After feature selection, eval cpu, eval gpu, and fuse run in parallel. After eval, scoreboard, report, and eval multimodal run in parallel — Scoreboard needs all JSONs; Report needs matrices + model results + scoreboard; Multimodal needs super_matrix + OOF probs.


Command → Module → Notebook Mapping

Every module in kreview is auto-generated from an nbdev notebook in nbs/. Never manually edit the .py files (see nbdev Workflow).

CLI Command Module Source Notebook Purpose
kreview label cli.py:label() nbs/90_cli.ipynb Generate ctDNA labels
kreview extract cli.py:extract() nbs/90_cli.ipynb Label + extract feature matrices
kreview select cli_select.py:select() nbs/92_cli_select.ipynb Score features + mRMR/hybrid-union selection
kreview eval cpu cli_eval.py:eval_cpu() nbs/91_cli_eval.ipynb CPU model evaluation (LR, RF, XGB)
kreview eval gpu cli_eval.py:eval_gpu() nbs/91_cli_eval.ipynb GPU model evaluation (TabPFN, TabICL)
kreview fuse cli.py:fuse() nbs/90_cli.ipynb Fuse per-evaluator matrices → super-matrix
kreview eval multimodal cli_eval.py:eval_multimodal() nbs/91_cli_eval.ipynb Cross-evaluator stacking + ablation
kreview report cli.py:report() nbs/90_cli.ipynb Re-generate HTML dashboards
kreview run cli.py:run() nbs/90_cli.ipynb Full pipeline orchestrator
kreview features-list cli.py:features_list() nbs/90_cli.ipynb List registered evaluators

Shared Libraries

Module Source Notebook Functions Used By
selection.py nbs/04_selection.ipynb score_features(), select_features(), build_binary_target() kreview run, kreview select
eval_engine.py nbs/02_eval_engine.ipynb cpu_models(), gpu_models(), univariate_auc(), mutual_info_score(), load_model_results(), load_all_model_results() kreview run, kreview eval cpu/gpu, selection.py, scoreboard.py, report templates
scoreboard.py Standalone build_scoreboard() kreview report, KREVIEW_SCOREBOARD
core.py nbs/00_core.ipynb LABEL_META_COLS, Paths, LabelConfig All commands
registry.py nbs/03_registry.ipynb get_all_evaluators() kreview run, kreview extract, kreview features-list

Shared Code Principle

kreview run is an orchestrator — it calls the same shared functions as the standalone commands. This guarantees that local runs and HPC runs produce identical results given the same inputs.

RAW DATA:

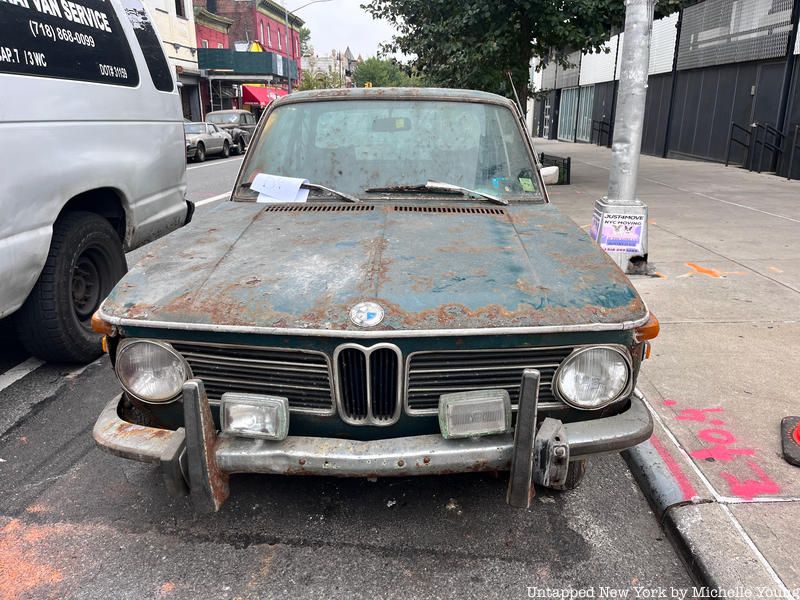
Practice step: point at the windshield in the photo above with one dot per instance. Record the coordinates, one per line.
(358, 145)
(223, 119)
(191, 128)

WHAT YOU ARE ASKED TO DO:
Answer these questions from the kreview documentation:
1. Which source notebook does the module for `kreview select` come from?
2. Which module provides build_scoreboard()?
3. According to the shared code principle, what is guaranteed when local and HPC runs are given the same inputs?

RESPONSE TO THE EXERCISE:
1. nbs/92_cli_select.ipynb
2. scoreboard.py
3. They produce identical results.